** Start of DATA FOR THIS EXERCISE **

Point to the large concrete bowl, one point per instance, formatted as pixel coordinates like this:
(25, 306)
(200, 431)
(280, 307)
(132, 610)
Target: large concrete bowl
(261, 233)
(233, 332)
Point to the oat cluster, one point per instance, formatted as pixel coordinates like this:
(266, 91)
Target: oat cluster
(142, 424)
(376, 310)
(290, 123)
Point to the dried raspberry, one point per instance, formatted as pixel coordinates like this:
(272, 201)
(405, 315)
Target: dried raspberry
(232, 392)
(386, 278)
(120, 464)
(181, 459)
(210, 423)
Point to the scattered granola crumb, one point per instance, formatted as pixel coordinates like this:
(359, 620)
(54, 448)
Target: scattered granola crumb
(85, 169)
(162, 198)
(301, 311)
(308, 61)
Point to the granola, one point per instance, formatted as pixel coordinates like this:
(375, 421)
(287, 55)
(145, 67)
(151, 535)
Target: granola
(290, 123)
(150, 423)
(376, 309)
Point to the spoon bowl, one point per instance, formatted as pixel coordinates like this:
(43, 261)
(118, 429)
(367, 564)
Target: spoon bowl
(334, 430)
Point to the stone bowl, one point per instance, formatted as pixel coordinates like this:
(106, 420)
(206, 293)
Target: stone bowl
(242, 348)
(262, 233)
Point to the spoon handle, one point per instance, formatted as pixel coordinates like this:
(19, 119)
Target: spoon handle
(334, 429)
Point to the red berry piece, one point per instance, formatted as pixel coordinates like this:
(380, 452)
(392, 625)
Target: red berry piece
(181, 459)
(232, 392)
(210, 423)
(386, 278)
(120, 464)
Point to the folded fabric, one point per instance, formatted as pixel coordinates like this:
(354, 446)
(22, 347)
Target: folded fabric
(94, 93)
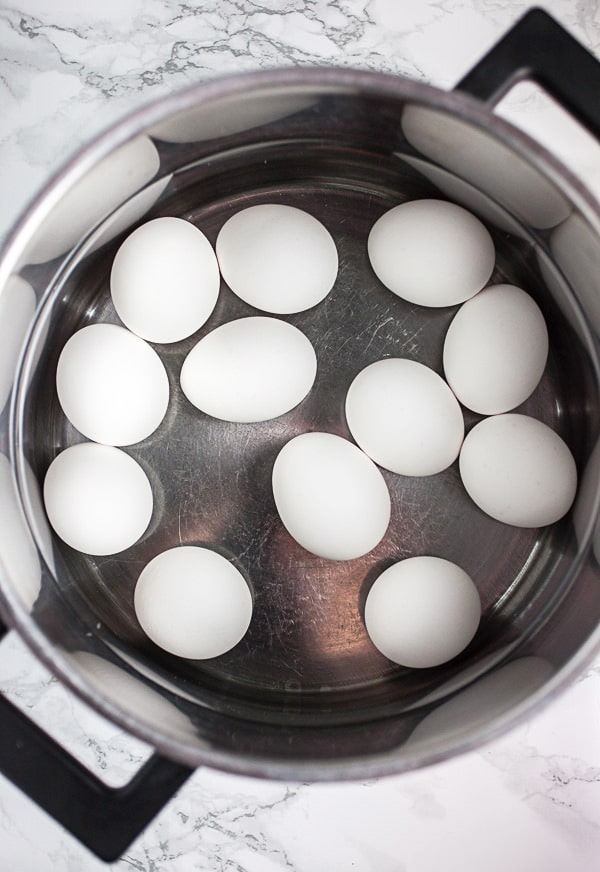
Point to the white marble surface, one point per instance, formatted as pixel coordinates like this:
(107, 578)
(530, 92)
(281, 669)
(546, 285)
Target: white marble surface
(530, 802)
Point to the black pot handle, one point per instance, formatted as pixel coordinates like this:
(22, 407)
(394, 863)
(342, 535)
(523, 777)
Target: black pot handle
(539, 49)
(104, 819)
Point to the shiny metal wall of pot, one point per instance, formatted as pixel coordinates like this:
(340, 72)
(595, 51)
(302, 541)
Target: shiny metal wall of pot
(305, 694)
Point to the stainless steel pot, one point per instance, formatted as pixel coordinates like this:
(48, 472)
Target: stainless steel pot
(305, 695)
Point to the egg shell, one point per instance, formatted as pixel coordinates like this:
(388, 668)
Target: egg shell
(97, 498)
(496, 349)
(405, 417)
(330, 496)
(251, 369)
(431, 252)
(193, 602)
(165, 280)
(112, 385)
(422, 611)
(277, 258)
(518, 470)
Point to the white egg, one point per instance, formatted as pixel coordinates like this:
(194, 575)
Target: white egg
(192, 602)
(97, 498)
(251, 369)
(103, 188)
(496, 349)
(277, 258)
(431, 252)
(112, 385)
(331, 498)
(422, 612)
(518, 470)
(405, 417)
(165, 280)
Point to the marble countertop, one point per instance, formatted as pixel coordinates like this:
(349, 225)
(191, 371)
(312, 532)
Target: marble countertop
(529, 802)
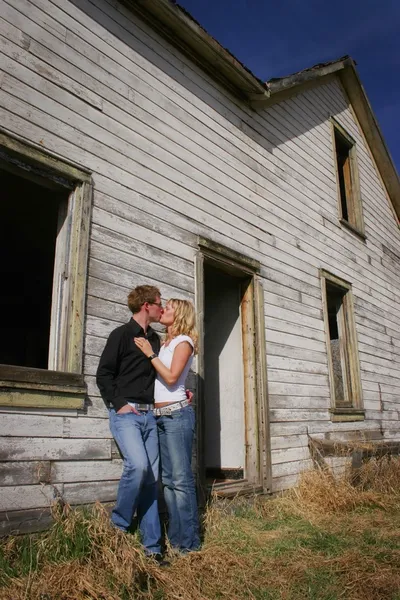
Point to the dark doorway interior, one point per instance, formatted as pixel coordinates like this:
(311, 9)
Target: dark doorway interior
(29, 224)
(224, 423)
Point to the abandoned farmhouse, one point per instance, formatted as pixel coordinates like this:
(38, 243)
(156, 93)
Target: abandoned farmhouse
(135, 149)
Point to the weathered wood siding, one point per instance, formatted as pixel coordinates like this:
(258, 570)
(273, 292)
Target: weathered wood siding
(174, 156)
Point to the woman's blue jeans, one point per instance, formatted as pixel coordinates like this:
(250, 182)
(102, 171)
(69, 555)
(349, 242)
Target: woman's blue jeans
(136, 436)
(175, 433)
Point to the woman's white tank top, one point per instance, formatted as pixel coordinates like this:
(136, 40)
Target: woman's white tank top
(176, 392)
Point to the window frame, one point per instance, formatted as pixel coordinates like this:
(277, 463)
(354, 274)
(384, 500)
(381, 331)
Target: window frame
(353, 408)
(62, 384)
(355, 223)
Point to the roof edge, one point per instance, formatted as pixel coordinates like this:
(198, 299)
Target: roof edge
(372, 133)
(175, 25)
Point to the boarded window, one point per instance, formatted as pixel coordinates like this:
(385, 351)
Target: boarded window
(342, 348)
(350, 208)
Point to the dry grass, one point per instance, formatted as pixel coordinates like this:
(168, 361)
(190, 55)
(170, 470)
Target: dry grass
(325, 540)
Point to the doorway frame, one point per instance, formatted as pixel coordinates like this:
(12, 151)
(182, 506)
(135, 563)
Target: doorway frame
(258, 463)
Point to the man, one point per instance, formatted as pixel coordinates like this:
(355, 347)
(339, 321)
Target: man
(125, 378)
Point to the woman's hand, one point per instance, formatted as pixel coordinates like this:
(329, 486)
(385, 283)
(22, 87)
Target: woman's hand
(144, 346)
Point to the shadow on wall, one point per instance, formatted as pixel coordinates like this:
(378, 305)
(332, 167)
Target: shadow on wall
(142, 42)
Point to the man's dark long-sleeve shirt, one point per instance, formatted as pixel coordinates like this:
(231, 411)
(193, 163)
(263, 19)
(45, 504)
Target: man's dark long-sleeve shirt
(124, 372)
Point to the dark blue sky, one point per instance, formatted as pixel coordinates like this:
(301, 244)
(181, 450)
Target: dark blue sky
(278, 37)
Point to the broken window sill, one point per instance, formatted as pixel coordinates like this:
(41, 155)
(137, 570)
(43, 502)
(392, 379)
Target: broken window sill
(346, 414)
(26, 387)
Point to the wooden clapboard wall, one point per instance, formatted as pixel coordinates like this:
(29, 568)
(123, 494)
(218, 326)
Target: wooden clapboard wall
(174, 156)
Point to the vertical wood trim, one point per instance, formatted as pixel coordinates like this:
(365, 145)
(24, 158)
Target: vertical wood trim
(200, 407)
(348, 337)
(328, 339)
(69, 283)
(79, 251)
(344, 351)
(352, 179)
(354, 360)
(338, 196)
(356, 191)
(252, 439)
(59, 284)
(262, 389)
(367, 146)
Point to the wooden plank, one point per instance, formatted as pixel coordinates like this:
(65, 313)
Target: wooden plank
(24, 473)
(301, 402)
(25, 521)
(29, 425)
(36, 399)
(97, 471)
(87, 492)
(22, 449)
(24, 497)
(58, 379)
(86, 427)
(291, 468)
(289, 455)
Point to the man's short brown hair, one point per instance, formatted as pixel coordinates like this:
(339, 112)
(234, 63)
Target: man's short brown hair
(142, 294)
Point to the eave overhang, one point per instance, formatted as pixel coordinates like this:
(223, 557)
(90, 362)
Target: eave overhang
(175, 25)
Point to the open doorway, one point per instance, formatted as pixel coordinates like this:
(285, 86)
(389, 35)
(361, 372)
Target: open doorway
(224, 444)
(233, 440)
(30, 221)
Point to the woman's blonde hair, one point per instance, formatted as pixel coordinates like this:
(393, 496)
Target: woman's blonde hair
(185, 320)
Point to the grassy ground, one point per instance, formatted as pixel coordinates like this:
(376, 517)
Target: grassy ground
(326, 540)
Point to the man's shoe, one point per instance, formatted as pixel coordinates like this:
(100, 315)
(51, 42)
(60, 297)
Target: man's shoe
(160, 560)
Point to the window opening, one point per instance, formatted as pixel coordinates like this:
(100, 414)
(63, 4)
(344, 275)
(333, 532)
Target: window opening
(344, 370)
(30, 223)
(350, 208)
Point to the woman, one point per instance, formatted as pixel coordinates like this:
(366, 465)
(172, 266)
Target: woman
(176, 421)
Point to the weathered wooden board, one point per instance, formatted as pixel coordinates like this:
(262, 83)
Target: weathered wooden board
(68, 471)
(24, 473)
(22, 497)
(87, 492)
(22, 449)
(24, 521)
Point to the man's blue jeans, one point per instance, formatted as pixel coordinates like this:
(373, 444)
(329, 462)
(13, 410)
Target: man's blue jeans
(175, 434)
(136, 436)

** End of DATA FOR THIS EXERCISE **

_EXERCISE DESCRIPTION_. Extract the closing run of lines, starting with the one containing "Point to the window opening, one" and ending at the last, exactly as written.

_FINISHED EXERCISE_.
Point to the window opening, one point per instance, formatted as pixel coordinates like this:
(100, 414)
(63, 4)
(344, 275)
(333, 532)
Target: window opening
(344, 370)
(30, 223)
(350, 208)
Point to the woman, one point per instance, formatted as pixel coordinates like this:
(366, 465)
(172, 266)
Target: woman
(176, 421)
Point to the weathered wooden board, one point per instance, formatted as pixel coordinates like this:
(262, 83)
Target: weathered wooden board
(68, 471)
(24, 473)
(22, 497)
(87, 492)
(22, 449)
(24, 521)
Point to the man's blue jeans, one point per instance, formatted as pixel coordinates like this:
(373, 444)
(329, 462)
(13, 410)
Target: man's blue jeans
(175, 434)
(136, 436)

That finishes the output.